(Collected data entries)
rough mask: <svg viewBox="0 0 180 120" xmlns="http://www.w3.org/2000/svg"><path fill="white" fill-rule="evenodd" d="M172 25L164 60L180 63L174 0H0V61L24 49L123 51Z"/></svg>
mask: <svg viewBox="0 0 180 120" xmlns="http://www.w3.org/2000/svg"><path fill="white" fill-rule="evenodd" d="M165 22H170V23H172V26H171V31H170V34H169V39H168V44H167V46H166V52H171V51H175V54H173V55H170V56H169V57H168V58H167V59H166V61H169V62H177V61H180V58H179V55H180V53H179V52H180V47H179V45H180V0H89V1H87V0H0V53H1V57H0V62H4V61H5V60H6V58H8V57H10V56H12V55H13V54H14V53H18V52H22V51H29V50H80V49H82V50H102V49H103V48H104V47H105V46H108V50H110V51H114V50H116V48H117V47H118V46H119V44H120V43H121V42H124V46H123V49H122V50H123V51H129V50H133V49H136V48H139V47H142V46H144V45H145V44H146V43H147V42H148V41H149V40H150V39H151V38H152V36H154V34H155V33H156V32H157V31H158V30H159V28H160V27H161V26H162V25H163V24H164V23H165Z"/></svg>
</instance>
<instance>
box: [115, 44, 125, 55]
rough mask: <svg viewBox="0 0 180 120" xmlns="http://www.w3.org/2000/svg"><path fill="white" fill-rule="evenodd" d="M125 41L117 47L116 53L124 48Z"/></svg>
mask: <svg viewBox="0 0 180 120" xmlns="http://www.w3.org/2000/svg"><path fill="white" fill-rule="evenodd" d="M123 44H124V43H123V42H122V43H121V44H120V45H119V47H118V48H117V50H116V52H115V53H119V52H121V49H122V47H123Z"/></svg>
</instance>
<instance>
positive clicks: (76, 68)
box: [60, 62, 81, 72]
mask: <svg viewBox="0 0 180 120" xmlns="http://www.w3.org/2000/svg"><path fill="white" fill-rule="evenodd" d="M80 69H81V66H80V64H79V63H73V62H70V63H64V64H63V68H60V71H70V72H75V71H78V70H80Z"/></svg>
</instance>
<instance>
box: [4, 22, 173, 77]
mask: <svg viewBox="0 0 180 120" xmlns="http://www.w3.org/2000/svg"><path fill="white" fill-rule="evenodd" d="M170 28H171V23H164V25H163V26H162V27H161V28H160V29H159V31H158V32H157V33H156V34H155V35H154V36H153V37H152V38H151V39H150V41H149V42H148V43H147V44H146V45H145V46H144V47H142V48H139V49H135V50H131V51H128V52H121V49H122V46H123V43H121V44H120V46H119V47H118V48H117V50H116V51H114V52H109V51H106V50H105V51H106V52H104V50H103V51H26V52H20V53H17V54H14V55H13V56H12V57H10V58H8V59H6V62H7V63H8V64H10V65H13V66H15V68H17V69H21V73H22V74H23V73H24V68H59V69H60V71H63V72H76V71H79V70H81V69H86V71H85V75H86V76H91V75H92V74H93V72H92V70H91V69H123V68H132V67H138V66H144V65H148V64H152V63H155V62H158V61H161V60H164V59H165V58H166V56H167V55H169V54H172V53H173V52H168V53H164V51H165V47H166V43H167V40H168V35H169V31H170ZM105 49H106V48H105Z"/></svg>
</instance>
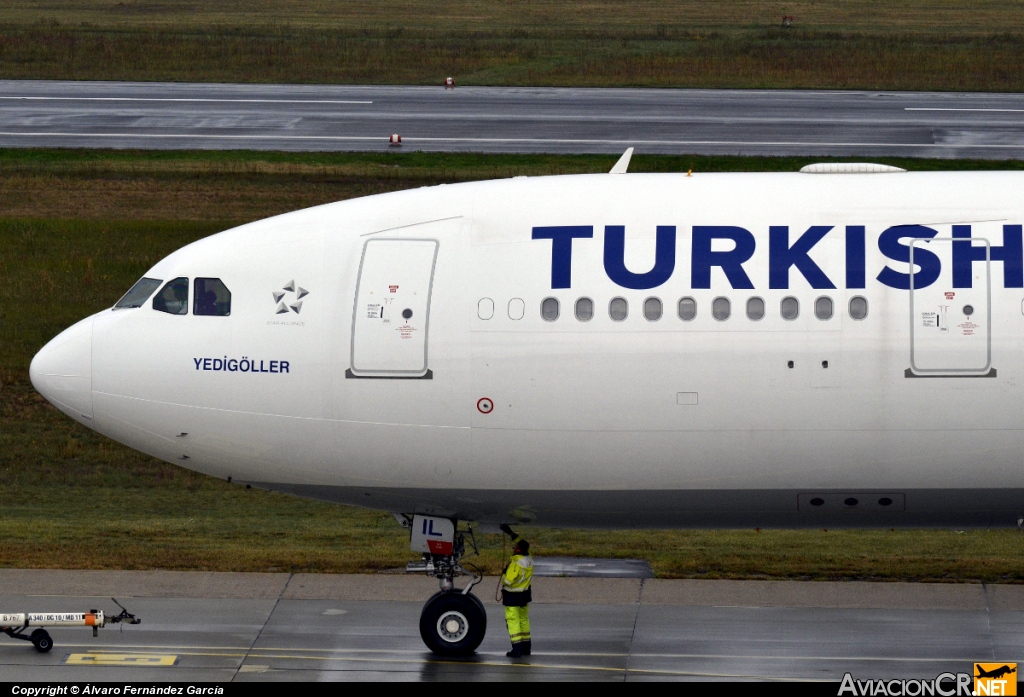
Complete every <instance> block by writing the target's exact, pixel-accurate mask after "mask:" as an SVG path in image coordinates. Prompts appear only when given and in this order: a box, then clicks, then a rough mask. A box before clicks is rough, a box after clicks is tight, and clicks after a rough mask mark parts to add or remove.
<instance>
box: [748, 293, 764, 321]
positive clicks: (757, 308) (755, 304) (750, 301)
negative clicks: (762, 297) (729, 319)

◆ Requirement:
Count the lines in the entries above that contain the string "clicks", treating uppercase and lowercase as different, and give only the number.

◆ Response to the task:
4